[Text shown]:
☆ ☆ ☆
Any encoding of the primary legal text into a computer program is, itself, an interpretation. Remembering back to the Unbounded Opinion Requirement, programmers working with legal text are - necessarily encoding opinions as to what the text means. It does not matter if this encoding process is being performed by a government agency or by a third party, it is still an interpretation.

These computer programs - secondary sources of interpretation - can become de-facto interpretations if enough of the legal community trusts them. Think of the personal taxes software applications and e-Government forms for applying for various government services. If enough of the community use these applications,  they become de-facto interpretations.

The legal concept of interpretation forebearance applies here. If a software application interprets a tax deduction in a particular way that is reasonable it may be allowed *even* if a tax inspector would have interpreted the deduction differently.

I am reminded of the concept of reference implementations as forms of specification in computer systems. Take Java Server Pages for an example. If you have a query as to what a Servlet Engine should do in some circumstance, how do you find out what the correct behavior is? It is not in the documentation. It is in the *reference implementation* which is Apache Tomcat.

I am also reminded of the SEC exploring the use of the Python programming language as the legal expression of complex logic in asset backed securties[2]. On the face of it, this would be better than English prose, right? How much more structured can you get than expressing it in a programming language? Well, what version of Python are you talking about? Python 2 family? The Python 3 family? Jython? Is it possible the same same program text can produce different answers if you interprert it with different interpreters? Yes, absolutely. Is it possible, to get different answers from the same code running the same interpreter on different operating systems? Again, yes, absolutely. What about running it tomorrow rather than today? Yes, again!

Even programming languages need interpretation and correct behavior is difficult - perhaps impossible - to capture in the abstract - especially when the program cannot be expressed in a fully closed world without external dependencies. Echoing Wittgenstein again, the true meaning of a computer program manifests when you run it, not in the syntax:-) The great mathematician and computer scientist Don Knuth once warned users of a program that he had written to be careful as he had only proven it to be correct, but had not tried it out.[3]

By now, I hope I have established a reasonable defense of my belief that establishing the meaning of the legal corpus is a tricky business. The good news is that creating interpretations of the corpus is not a new idea. In fact it has been going on for centuries. Moreover, in recent decades, some of the corpus has gradually crept into the form of computer programs and even though it is still rare to find a computer program given formal status in primary law, computer programs are increasingly commonplace in the secondary corpus where they have de-facto status. I hope I have succeeded in explaining why conversions into computer program form do not magically remove the need for interpretation and in some respects just move the interpretation layer around, rather than removing it.
☆ ☆ ☆
[Stated exercise 1]: Pick out every line of the records below that contains the word "gorse", and copy those lines.

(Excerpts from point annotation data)
☆ ☆ ☆
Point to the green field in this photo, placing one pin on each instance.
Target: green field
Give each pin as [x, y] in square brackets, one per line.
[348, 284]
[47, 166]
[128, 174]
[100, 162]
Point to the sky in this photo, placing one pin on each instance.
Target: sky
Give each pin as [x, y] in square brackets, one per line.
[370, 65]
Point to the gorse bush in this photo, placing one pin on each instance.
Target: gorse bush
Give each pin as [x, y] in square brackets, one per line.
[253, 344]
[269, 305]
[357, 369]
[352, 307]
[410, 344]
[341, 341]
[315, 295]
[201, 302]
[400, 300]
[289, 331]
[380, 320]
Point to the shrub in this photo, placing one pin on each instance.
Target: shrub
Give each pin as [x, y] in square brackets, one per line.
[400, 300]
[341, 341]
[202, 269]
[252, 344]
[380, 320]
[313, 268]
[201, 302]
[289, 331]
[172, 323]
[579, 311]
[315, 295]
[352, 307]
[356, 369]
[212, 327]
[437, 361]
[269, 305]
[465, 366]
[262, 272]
☆ ☆ ☆
[Stated exercise 2]: Name each version of Python that the passage on legal interpretation asks about.

[Correct output 1]:
Point to the gorse bush in this photo, placing one pin on each instance.
Target: gorse bush

[Correct output 2]:
Python 2 family
Python 3 family
Jython